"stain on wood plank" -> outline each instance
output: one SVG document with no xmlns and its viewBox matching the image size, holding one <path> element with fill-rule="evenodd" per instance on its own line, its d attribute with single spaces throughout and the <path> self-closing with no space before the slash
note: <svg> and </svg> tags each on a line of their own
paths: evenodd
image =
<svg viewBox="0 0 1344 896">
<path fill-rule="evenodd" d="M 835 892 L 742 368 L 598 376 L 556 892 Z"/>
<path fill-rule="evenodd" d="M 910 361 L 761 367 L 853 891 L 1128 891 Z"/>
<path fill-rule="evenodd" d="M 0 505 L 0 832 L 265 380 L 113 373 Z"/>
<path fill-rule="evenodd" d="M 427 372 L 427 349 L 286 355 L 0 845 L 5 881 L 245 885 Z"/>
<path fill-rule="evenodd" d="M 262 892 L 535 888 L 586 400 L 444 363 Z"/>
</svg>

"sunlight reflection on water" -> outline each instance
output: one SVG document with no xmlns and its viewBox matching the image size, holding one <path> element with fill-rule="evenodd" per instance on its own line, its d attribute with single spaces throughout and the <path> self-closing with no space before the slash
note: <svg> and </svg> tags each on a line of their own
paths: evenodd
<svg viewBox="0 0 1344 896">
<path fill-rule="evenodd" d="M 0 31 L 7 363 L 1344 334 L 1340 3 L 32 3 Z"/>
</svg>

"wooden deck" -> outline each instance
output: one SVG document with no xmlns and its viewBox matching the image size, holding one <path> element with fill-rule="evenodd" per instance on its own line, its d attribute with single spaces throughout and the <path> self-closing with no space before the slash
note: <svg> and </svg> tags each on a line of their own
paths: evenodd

--

- Stated problem: Copy the stretch of the listing from its beginning through the line containing "835 892 L 742", substituting "wooden board" for "wood plank" and changing nothing else.

- The completed task:
"stain on wooden board" -> outline each instance
output: one SVG document with no xmlns and its viewBox matching the image size, holding one <path> element with fill-rule="evenodd" per instance on its own line, its d attribute with single spaces throughout and the <path> self-closing with no space before the slash
note: <svg> and </svg> tags each on a line of their own
paths: evenodd
image =
<svg viewBox="0 0 1344 896">
<path fill-rule="evenodd" d="M 835 892 L 742 368 L 598 376 L 556 892 Z"/>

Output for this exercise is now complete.